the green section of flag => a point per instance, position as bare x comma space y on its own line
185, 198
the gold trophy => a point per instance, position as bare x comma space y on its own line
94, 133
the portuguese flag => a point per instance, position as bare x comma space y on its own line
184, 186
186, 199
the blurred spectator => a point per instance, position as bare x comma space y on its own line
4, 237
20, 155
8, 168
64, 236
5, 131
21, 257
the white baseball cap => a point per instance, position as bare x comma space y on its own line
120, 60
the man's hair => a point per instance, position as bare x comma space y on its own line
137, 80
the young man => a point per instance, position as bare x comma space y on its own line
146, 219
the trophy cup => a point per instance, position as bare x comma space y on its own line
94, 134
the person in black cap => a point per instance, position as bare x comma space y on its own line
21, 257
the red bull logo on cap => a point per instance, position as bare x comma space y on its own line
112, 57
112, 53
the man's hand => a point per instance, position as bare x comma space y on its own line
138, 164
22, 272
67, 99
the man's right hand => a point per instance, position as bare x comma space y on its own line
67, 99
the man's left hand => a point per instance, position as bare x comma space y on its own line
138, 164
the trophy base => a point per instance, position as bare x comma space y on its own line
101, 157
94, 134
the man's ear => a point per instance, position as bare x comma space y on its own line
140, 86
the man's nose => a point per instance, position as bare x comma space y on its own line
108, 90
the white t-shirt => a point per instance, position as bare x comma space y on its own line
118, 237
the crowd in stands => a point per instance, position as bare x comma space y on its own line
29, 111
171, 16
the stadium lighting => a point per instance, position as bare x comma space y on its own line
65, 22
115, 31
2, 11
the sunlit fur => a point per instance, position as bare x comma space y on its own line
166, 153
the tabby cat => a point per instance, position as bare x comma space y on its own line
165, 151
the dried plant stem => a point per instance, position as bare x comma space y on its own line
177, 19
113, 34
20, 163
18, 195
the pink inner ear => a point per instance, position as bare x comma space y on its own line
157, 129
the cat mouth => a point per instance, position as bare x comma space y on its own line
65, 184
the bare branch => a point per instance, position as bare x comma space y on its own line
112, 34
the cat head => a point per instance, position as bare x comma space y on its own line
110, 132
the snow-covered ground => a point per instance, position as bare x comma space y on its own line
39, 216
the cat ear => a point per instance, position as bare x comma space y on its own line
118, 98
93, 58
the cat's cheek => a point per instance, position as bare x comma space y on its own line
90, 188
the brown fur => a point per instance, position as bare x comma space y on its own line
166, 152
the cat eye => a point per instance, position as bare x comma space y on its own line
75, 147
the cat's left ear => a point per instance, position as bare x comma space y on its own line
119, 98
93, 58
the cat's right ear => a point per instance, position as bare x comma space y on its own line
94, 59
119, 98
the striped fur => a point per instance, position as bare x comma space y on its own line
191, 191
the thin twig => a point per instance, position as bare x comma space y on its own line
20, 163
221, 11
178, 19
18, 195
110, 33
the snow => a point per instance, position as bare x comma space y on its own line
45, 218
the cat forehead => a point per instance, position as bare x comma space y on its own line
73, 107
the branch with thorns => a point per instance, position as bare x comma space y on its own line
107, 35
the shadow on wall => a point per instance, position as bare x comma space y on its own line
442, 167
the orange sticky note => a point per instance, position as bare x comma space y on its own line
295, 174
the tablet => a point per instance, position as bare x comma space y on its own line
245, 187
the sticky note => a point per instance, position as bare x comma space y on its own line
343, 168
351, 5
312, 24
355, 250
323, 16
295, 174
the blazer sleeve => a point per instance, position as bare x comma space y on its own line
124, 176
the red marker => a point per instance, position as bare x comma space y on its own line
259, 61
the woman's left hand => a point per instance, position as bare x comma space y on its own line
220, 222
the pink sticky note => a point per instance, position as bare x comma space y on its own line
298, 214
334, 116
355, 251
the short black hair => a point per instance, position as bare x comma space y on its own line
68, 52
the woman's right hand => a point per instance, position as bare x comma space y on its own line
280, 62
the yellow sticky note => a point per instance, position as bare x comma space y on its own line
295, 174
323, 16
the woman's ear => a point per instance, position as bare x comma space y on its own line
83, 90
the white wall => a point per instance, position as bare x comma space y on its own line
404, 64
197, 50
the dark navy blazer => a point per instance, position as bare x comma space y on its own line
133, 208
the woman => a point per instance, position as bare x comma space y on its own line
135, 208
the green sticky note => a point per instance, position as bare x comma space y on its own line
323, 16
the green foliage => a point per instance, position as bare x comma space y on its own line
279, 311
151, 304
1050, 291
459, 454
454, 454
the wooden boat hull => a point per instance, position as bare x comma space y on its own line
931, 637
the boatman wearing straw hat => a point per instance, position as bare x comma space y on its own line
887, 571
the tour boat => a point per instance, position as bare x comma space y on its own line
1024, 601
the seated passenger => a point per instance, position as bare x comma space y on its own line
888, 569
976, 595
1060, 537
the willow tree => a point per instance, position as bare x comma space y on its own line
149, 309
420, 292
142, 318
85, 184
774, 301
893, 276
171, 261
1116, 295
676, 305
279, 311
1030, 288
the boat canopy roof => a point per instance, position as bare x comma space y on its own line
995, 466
──────
§ **WHAT THE EXERCISE ASKS**:
Type out the entries exactly as they appear above.

§ **RESULT OF THE TASK**:
the green section of flag => a point per instance, position as bare x comma space y on its own line
185, 198
the gold trophy => a point per instance, position as bare x comma space y on its own line
94, 133
the portuguese flag => a point per instance, position as bare x comma space y on its own line
184, 186
186, 199
the blurred spectator => a point per instance, position as bare x comma space y on its own line
4, 237
20, 155
8, 168
64, 236
5, 131
21, 257
the white baseball cap => a point per instance, position as bare x comma space y on its own line
120, 60
the man's hair => a point per instance, position as bare x comma space y on its own line
137, 80
the young man => a point per instance, position as bare x comma space y on its own line
146, 219
the trophy cup => a point per instance, position as bare x comma space y on its own line
94, 134
the person in black cap => a point per instance, position as bare x comma space y on its own line
21, 257
the red bull logo on cap => a point per instance, position as bare x comma space y on its own line
112, 57
112, 53
the man's hand => a point per instance, position as bare x comma space y on its own line
138, 164
22, 272
67, 99
the man's right hand => a point per instance, position as bare x comma space y on its own line
67, 99
the man's left hand => a point per instance, position as bare x comma space y on its own line
138, 164
the trophy base => a point per instance, position as bare x comma space y on its own line
101, 157
94, 134
the man's ear => a point per instance, position as bare x comma space y on its own line
140, 86
the man's nose => a point per instance, position as bare x comma space y on its own line
108, 90
the white t-shirt => a point per instance, position as bare x comma space y on its own line
118, 237
the crowd in stands => a point per instance, position as bare x comma space y on its own line
29, 111
171, 16
the stadium lighting => a point per instance, position as bare x comma space y on its own line
65, 22
115, 31
2, 11
the sunlit fur => a point per instance, position as bare x comma space y on its own line
166, 153
the tabby cat => a point per instance, position as bare x comma space y on its own line
165, 151
the dried plant stem => a point per instance, position as bare x comma space y on its own line
177, 19
113, 34
20, 163
18, 195
the pink inner ear => a point per instance, position as bare x comma space y on its own line
157, 129
the cat mouth => a point per instance, position as bare x comma space y on its own line
65, 184
the bare branch => a point per instance, position as bare x comma space y on its own line
112, 34
the cat head => a point per instance, position as bare x comma space y on its own line
110, 132
the snow-covered ground => a point per instance, position as bare x comma space y on its own line
39, 216
the cat ear => a point per instance, position as bare x comma space y on its own line
118, 98
93, 58
the cat's cheek => a point per instance, position as bare x comma space y on its own line
90, 188
the brown fur => a point per instance, position as bare x comma space y on its own line
166, 152
the cat eye => a point per instance, position as bare x comma space y on its own line
75, 147
the cat's left ear => a point per instance, position as bare x comma space y on its own line
119, 98
93, 58
the cat's right ear => a point per instance, position as bare x comma space y on its own line
94, 59
119, 98
the striped fur => a point per instance, position as bare x comma space y on its own line
191, 191
the thin twig => a point per instance, position as bare x comma space y on its own line
20, 163
221, 11
178, 19
18, 195
110, 33
the snow => a point per instance, position as bare x comma space y on its own line
45, 218
the cat forehead => a point per instance, position as bare x comma space y on its own line
73, 107
the branch with thorns => a point per instance, position as bare x comma space y on its own line
107, 35
the shadow on wall => a point per instance, position as bare x comma space y on its own line
442, 167
the orange sticky note => a point per instance, position as bare x comma space y on its own line
295, 174
the tablet => a point per instance, position as bare x comma space y on its own line
245, 187
the sticky note => a point per instance, position as bare x comma space y on its own line
343, 168
351, 5
312, 24
355, 250
323, 16
295, 174
the blazer sleeve => a point per instance, position as bare x comma space y on its own line
124, 176
the red marker => a point per instance, position as bare x comma space y on its own line
259, 61
the woman's left hand => a point per instance, position as bare x comma space y on its own line
220, 222
the pink sticky note => a point per instance, position as bare x comma space y on its own line
298, 214
334, 116
355, 251
the short black hair => a point per instance, position as bare x comma space y on its own line
68, 52
the woman's right hand => a point per instance, position as bare x comma space y on its own line
280, 62
the yellow sticky note => a point per instance, position as bare x comma space y on its own line
295, 174
323, 16
the woman's ear => a point per instance, position as bare x comma space y on its own line
83, 90
the white wall => a point per instance, position as bare x comma space y on its own line
404, 64
197, 50
the dark navy blazer => a point per instance, position as bare x comma space y on its own line
133, 208
the woman => a point per instance, position as bare x comma space y on its own line
135, 208
the green sticky note => a point per instance, position as bare x comma space y on its own line
323, 16
the green foliage => a point per instance, position as bare x comma space y on its own line
279, 311
151, 304
1050, 291
459, 454
454, 454
the wooden boat hull => a point per instance, position as bare x comma space y on its own line
931, 637
the boatman wearing straw hat => a point per instance, position as bare x comma space y on its own line
887, 571
the tour boat => a point per instance, position as bare x comma space y on its own line
1024, 601
the seated passenger => a point per instance, position as bare x comma space y on its own line
888, 569
976, 595
1060, 537
the willow tree => a point per instance, position as bare x comma space y on its own line
149, 309
420, 292
142, 318
85, 184
774, 301
893, 276
171, 261
1116, 295
676, 305
279, 311
1030, 288
the boat canopy roof => a point per instance, position as bare x comma space y on its own line
995, 466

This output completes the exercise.